#### REQUEST 1
In the listing below, starting with the line that contains "trunk in the photo above." and going on through the end of the listing, switch "tactical-board" to "mission-board" and leave everything else unchanged. Give back only those lines.

# Deerburgers & Scallops on my “Q”



## Bearcarver (Jul 22, 2019)

*Deerburgers & Scallops on my “Q*”



It’s been awhile, so Mrs Bear got the Deerburger out & made the Patties & I threw them on the Grill, and topped 1 of them with some American Cheese, for tonight's Supper.

I had some Scallops with mine & pickle chips on the side.

BTW: My Deerburgers are always 50% Venison, 25% Beef (80-20), and 25% Pork (Butt).

We had some Burgers left, but I’ll post them on another thread, as I got enough Pics on this one already.

Don’t miss the Big meeting at the bottom on the last picture.


Enjoy the Pics,


Bear


Seven nice Scallops covered in Old Bay, overnight in my Fridge:







Six Deerburgers warming up:






Seven Scallops added to the 6 Deerburgers:






Getting There Now!!!






Everything is done & cheese melted on my first Burger:






Bringing everything in---No I didn't eat one, Some Dummy dropped one & it bounced all over & rolled off the porch, into the garden below:






Bear's First Plate:






While I was grilling, Mom was across the driveway, and the Triplets were having a Meeting:


----------



## SmokinVOLfan (Jul 22, 2019)

Looks great John! I could go for a few of those scallops about now. Hard to find them around here that aren't outrageously expensive. Nice cook points for sure.

John


----------



## SecondHandSmoker (Jul 22, 2019)

YUM!

Who knew that grilling deerburgers would also attract more deer?


----------



## creek bottom (Jul 22, 2019)

Looks AWESOME Bear!!! It's always nice to have company while you're out grilling too...


----------



## tropics (Jul 22, 2019)

Scallops got my attention I need to get some soon. Likes
Richie


----------



## chopsaw (Jul 22, 2019)

Those burgers always look good . 
Seen some twins , never triplets .


----------



## HalfSmoked (Jul 22, 2019)

Awesome burgers and scallops, Dang you just going have to move closer to my driving area or I'm going have to move some Amish closer to you. Missing to many of these meals and you always seem to cook extra.

Warren


----------



## drdon (Jul 22, 2019)

Deer burgers! Just doesn't get ANY better than that. Scrumptious looking meal Bearcarver. Makes want to get some scallops myself...Oh WAIT! I can it's scallop season here in Florida. They're not as big as those, but you triggered my appetite.  By the way those triplets might be in cahoots about your DEER-burgers. Better watch out.


----------



## smokerjim (Jul 22, 2019)

nice looking meal bear, those scallops look like they have some nice size to them, they are one of my favorites. never tried grilling them though.


----------



## Winterrider (Jul 22, 2019)

Burgers look tasty. I'm all out until deer season ( hopefully ). Did draw rifle buck, and smoke pole buck tag this year. I wish I knew the proper way to butcher to save the proper cuts. We have mainly just done sausages.
 Haven't had scallops for ever either.
Like...


----------



## Bearcarver (Jul 23, 2019)

#### REQUEST 2
Answer these about the forum thread on deerburgers and scallops above:
(a) What share of Bearcarver's deerburgers is venison?
(b) What were the scallops covered in overnight in the fridge?
(c) What season does drdon say it is in Florida?

#### SUPPLIED RECORDS
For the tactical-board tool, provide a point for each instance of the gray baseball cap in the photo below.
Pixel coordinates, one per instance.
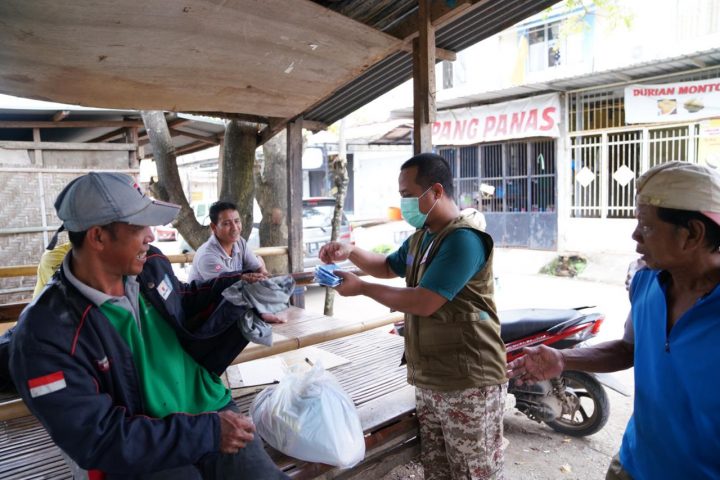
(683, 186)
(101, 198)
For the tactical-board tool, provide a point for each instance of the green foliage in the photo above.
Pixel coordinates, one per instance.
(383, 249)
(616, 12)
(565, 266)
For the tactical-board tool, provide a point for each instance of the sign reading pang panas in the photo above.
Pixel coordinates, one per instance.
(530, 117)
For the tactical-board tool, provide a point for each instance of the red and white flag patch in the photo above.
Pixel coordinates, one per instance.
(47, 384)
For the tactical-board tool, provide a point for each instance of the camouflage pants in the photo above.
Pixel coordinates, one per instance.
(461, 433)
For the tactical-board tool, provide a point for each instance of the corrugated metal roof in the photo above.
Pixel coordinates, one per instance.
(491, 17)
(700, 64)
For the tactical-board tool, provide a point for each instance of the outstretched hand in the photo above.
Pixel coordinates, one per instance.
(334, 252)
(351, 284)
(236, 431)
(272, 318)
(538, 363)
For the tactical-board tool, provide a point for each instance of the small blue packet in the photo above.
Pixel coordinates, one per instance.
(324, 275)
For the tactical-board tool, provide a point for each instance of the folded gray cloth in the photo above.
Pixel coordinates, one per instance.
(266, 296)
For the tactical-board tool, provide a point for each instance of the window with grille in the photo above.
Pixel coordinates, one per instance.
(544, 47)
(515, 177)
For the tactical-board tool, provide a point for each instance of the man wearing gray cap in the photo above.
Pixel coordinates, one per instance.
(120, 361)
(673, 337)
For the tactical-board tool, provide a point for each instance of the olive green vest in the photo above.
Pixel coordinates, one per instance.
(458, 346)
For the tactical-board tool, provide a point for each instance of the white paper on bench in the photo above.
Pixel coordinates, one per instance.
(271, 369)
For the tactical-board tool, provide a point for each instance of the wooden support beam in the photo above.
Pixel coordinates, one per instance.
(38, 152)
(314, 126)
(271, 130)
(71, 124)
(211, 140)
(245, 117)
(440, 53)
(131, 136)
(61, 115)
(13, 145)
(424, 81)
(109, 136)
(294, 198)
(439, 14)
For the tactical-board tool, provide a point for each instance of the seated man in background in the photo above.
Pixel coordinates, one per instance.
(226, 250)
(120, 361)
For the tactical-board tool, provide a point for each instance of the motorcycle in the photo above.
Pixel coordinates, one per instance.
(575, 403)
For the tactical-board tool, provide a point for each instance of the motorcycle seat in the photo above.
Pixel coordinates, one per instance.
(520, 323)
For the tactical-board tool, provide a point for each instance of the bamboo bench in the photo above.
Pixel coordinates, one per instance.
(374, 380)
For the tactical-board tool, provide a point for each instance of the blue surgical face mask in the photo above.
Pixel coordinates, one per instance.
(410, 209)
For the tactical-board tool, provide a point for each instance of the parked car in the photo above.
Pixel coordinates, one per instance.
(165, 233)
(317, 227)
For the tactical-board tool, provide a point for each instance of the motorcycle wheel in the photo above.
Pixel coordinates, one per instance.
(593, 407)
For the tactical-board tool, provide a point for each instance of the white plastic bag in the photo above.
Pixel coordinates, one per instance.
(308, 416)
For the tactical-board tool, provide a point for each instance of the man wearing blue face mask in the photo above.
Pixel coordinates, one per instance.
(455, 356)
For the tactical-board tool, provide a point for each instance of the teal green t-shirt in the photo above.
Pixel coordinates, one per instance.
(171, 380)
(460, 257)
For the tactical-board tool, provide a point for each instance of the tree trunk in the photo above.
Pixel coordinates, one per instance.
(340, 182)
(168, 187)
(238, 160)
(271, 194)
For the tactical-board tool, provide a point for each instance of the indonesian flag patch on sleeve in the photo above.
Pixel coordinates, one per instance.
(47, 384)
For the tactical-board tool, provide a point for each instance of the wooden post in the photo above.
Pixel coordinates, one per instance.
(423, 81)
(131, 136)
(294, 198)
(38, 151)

#### WORKED SOLUTION 1
For the mission-board tool, provide a point for each instance of the tree trunk in the photo above.
Pixel coordinates, one per instance.
(340, 182)
(168, 187)
(238, 160)
(271, 194)
For the mission-board tool, provide a point for each instance of the indonesian flag patch on sleeve in the photo above.
Pixel coordinates, one per instance.
(47, 384)
For the mission-board tool, provide a point for each instance of the wooden post in the photo above.
Pixel coordinates, one per instance.
(423, 81)
(131, 136)
(294, 198)
(38, 151)

#### WORKED SOLUTION 2
(a) 50%
(b) Old Bay
(c) Scallop season